[Opening SOURCE DATA section]
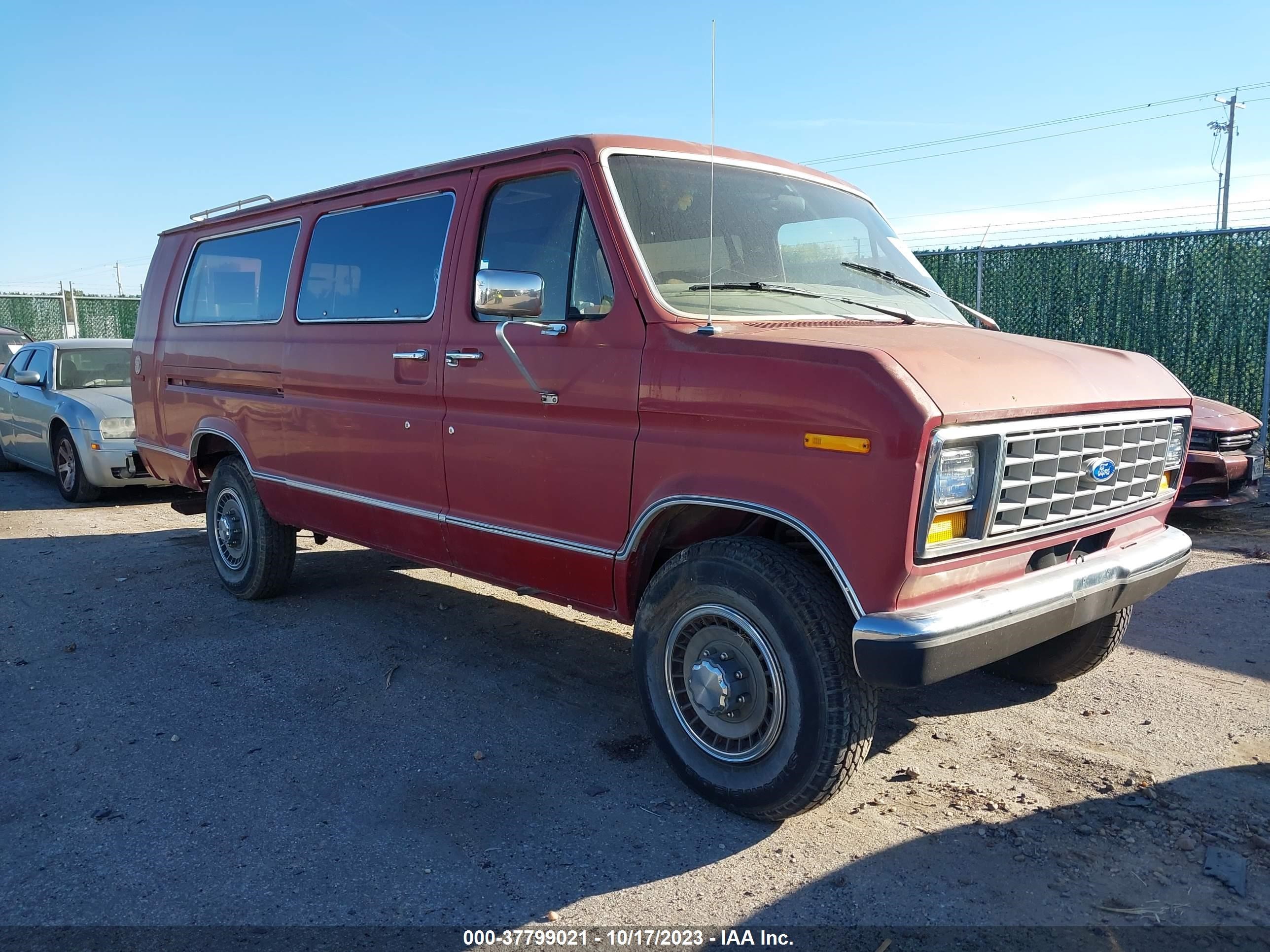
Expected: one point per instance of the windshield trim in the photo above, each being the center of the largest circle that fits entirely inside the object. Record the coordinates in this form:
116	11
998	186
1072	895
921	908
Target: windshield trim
807	175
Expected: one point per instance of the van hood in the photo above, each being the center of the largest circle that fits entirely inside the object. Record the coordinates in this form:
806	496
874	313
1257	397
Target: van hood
978	375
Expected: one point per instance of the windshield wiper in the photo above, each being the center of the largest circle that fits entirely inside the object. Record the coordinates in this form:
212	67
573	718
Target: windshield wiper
755	286
888	276
914	286
786	290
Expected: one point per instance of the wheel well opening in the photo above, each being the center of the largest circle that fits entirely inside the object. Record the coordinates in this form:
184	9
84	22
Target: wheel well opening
209	451
678	527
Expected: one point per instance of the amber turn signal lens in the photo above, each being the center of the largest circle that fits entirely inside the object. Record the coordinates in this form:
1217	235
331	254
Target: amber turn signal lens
947	527
841	444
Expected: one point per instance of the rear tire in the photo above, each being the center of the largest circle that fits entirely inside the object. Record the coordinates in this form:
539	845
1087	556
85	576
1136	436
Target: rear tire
69	471
753	607
1070	655
253	554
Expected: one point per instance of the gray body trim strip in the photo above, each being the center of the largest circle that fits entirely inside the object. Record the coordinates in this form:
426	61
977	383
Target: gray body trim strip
633	537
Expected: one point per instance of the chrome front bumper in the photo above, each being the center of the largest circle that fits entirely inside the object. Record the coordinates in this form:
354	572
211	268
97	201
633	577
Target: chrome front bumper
924	645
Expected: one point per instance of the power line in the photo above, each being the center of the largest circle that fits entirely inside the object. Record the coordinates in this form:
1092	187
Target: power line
1180	220
1034	139
1108	232
1029	126
1084	219
1070	199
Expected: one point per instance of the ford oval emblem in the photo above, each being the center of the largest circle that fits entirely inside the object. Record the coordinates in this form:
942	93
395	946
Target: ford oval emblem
1100	469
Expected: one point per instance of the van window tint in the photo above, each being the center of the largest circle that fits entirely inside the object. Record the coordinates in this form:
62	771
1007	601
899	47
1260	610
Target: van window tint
592	294
239	277
379	263
541	225
530	228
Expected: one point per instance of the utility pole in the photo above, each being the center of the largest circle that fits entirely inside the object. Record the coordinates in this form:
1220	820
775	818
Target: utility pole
1229	129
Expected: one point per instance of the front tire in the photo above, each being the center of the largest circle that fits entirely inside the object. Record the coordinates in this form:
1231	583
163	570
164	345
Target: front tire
69	471
1070	655
253	554
742	660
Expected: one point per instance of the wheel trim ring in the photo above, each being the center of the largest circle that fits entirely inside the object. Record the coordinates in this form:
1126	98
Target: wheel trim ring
676	683
67	465
229	506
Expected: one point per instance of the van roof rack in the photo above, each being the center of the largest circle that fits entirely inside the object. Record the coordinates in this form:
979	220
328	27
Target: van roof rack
235	206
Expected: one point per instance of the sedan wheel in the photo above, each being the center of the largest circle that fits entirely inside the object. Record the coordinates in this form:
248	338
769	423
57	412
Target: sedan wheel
71	481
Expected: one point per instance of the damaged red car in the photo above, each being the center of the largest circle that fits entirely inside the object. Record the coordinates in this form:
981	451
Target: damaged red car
1226	460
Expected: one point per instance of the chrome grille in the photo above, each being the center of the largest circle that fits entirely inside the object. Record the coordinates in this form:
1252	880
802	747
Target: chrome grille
1044	483
1237	442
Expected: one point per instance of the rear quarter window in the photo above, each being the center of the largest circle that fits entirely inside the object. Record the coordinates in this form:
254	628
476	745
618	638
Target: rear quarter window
239	278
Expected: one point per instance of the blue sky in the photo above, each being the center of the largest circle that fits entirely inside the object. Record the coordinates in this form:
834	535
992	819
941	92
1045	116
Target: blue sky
122	118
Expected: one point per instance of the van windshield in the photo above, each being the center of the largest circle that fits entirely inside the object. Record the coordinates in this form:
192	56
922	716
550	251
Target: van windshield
769	230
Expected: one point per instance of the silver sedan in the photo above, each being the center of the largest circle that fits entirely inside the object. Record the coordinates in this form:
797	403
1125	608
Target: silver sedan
67	410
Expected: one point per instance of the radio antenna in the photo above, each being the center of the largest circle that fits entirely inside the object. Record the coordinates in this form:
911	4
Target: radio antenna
709	327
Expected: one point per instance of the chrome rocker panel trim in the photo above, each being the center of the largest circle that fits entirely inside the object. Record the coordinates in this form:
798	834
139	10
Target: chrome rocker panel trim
924	645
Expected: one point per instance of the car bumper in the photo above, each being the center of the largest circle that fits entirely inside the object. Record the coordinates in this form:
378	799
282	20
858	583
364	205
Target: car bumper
924	645
116	464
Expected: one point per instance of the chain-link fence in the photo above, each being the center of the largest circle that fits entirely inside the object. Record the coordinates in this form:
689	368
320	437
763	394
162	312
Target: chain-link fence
43	316
38	315
107	316
1198	303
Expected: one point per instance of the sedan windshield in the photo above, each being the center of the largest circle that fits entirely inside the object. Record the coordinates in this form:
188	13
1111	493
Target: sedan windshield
770	230
93	367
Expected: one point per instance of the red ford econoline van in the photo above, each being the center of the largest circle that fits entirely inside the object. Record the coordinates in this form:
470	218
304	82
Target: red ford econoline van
717	398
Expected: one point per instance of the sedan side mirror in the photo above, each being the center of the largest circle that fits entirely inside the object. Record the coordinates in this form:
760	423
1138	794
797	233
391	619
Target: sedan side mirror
510	295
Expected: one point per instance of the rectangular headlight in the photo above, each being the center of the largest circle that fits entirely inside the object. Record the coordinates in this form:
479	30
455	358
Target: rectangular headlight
1174	453
118	428
957	476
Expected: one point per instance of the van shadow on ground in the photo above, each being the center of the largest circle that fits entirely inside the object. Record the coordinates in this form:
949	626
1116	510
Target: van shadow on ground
324	767
1068	866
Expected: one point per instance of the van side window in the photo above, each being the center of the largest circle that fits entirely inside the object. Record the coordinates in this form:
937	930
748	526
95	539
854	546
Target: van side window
239	277
541	225
376	265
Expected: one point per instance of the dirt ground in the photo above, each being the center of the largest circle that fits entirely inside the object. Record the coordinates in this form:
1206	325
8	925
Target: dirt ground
173	756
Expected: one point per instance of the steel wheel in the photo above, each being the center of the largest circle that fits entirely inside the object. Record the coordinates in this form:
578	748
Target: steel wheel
233	530
65	462
726	684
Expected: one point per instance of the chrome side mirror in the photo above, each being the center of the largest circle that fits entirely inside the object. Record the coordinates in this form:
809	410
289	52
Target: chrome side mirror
511	295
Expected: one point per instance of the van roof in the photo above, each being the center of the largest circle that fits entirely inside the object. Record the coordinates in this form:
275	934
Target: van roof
588	145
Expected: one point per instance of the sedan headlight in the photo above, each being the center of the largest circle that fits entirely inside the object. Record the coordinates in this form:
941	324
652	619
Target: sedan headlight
118	428
957	476
1174	453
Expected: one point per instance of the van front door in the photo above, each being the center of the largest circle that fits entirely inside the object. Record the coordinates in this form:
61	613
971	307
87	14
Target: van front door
539	474
362	371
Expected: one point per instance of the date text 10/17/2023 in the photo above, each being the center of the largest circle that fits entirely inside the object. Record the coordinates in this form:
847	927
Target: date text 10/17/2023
623	938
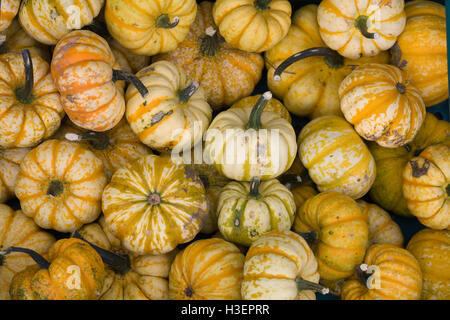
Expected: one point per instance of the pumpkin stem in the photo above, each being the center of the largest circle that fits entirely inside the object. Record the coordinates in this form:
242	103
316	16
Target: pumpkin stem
23	93
309	285
332	58
129	77
254	121
361	24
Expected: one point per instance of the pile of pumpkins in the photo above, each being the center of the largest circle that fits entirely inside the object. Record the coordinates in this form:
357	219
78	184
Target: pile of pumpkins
97	97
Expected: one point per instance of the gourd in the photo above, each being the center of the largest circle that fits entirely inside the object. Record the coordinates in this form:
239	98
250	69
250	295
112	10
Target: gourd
60	185
382	104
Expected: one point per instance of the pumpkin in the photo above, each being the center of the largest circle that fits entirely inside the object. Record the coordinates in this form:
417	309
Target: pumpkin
60	185
149	27
224	72
422	50
9	168
305	73
388	273
48	21
17	229
426	186
387	189
360	28
252	25
247	210
336	157
82	66
280	266
152	204
432	250
30	109
337	231
75	271
382	105
209	269
247	142
115	147
175	113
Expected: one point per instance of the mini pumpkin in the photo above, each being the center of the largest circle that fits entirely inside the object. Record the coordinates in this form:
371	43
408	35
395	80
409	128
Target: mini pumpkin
60	185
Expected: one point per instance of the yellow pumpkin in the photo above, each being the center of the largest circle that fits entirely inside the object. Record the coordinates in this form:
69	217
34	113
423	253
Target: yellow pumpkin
388	273
149	27
252	25
432	250
387	189
60	185
209	269
30	109
361	28
247	210
16	229
336	157
280	266
305	73
48	21
152	204
422	50
426	186
224	72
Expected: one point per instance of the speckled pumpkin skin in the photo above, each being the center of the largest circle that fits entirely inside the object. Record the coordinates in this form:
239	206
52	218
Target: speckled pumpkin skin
210	269
432	250
26	122
273	263
387	189
82	68
336	157
426	181
76	272
309	87
399	274
134	24
145	226
382	105
342	233
80	178
423	46
16	229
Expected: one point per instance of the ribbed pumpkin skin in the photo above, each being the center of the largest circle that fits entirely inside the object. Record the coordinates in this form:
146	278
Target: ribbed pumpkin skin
27	123
161	120
16	229
75	199
426	181
373	101
400	277
423	46
432	250
50	20
342	233
60	281
146	228
9	168
82	68
134	23
309	87
249	27
224	72
382	229
243	218
387	189
337	19
336	157
210	269
273	263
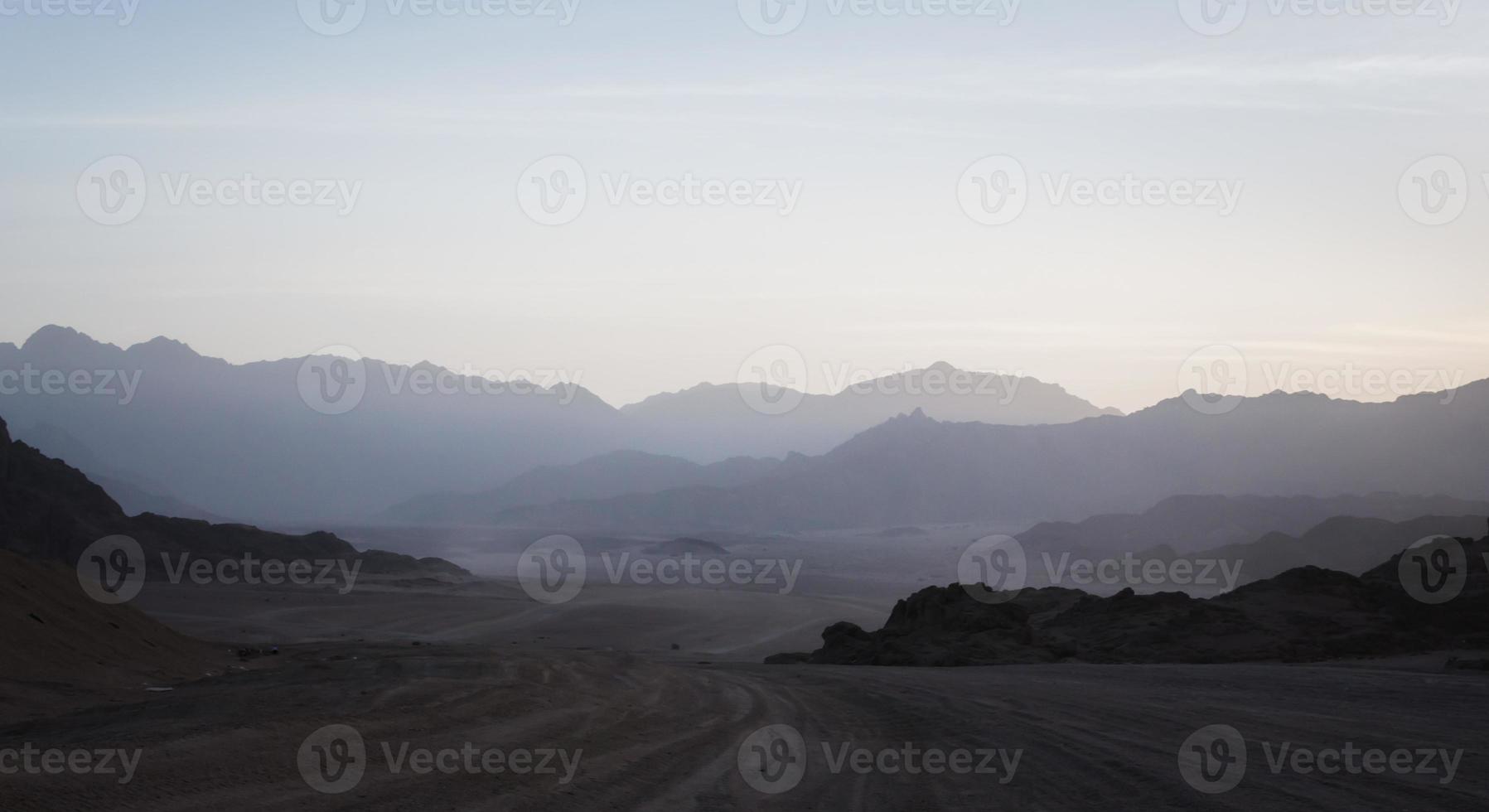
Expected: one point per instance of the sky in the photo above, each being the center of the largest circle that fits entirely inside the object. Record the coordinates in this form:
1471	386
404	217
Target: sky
1105	194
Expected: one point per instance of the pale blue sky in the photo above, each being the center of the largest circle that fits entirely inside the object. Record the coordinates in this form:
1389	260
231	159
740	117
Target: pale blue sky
877	267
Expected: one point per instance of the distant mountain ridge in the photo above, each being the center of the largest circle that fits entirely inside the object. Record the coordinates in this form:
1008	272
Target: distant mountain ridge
715	420
915	470
602	477
240	440
1203	524
50	510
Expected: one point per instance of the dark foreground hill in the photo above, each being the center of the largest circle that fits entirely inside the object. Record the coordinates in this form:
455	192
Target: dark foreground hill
1306	614
1193	522
63	649
915	470
50	510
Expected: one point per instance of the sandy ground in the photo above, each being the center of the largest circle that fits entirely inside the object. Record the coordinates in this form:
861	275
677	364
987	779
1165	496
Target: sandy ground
648	726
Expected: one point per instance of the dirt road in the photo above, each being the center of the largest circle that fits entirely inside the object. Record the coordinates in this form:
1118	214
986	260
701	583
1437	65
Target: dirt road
651	735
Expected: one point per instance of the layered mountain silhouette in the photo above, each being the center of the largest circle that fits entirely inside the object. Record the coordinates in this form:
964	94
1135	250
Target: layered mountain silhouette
1305	614
717	420
1192	524
239	440
915	470
1345	543
50	510
607	476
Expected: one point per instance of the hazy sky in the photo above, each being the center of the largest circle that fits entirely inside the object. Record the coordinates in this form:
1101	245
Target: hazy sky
868	119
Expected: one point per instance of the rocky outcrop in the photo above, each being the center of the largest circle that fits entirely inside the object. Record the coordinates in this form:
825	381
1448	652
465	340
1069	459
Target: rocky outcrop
50	510
1306	614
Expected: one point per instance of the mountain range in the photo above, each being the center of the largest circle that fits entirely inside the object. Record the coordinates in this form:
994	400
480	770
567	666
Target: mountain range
228	440
1203	524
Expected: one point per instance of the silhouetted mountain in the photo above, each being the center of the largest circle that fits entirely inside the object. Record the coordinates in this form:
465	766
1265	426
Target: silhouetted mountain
50	510
239	440
1343	543
1305	614
913	470
1190	524
715	420
607	476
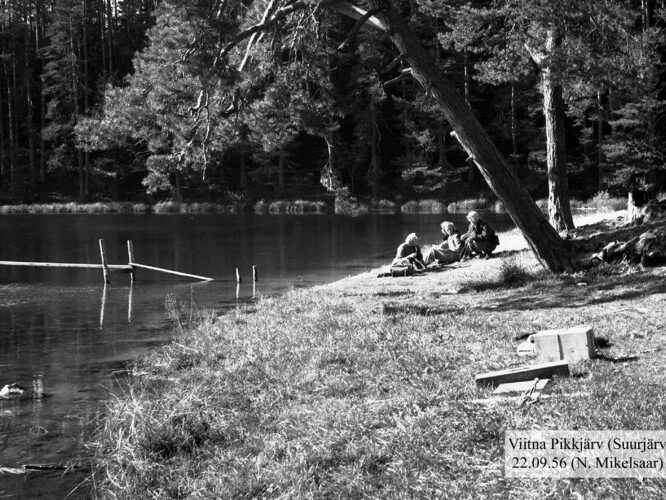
[Closing SOURCE DATA section]
__PROBLEM TO SOLVE__:
Starting at the line that holds "Target: rocky outcrop", retype every line through the end of the data, both ends included. Pictures stay out of the copy.

__COMPLETED TASK__:
Target: rocky outcrop
50	510
1306	614
Expected: one point per instance of the mountain range in the photo above, each being the center of the largest circle that fits entirely inside the object. Record the coordinates in this form:
994	400
480	770
567	666
Target: mountain range
228	440
1203	524
Expected: one point per instance of the silhouetted mountain in the photo above, each being the center of the largest circle that fits entirely inside the object. Record the coordinates in this form:
465	766
1265	426
Target: silhouetted mountain
50	510
239	440
1343	543
1305	614
913	470
1190	524
715	420
607	476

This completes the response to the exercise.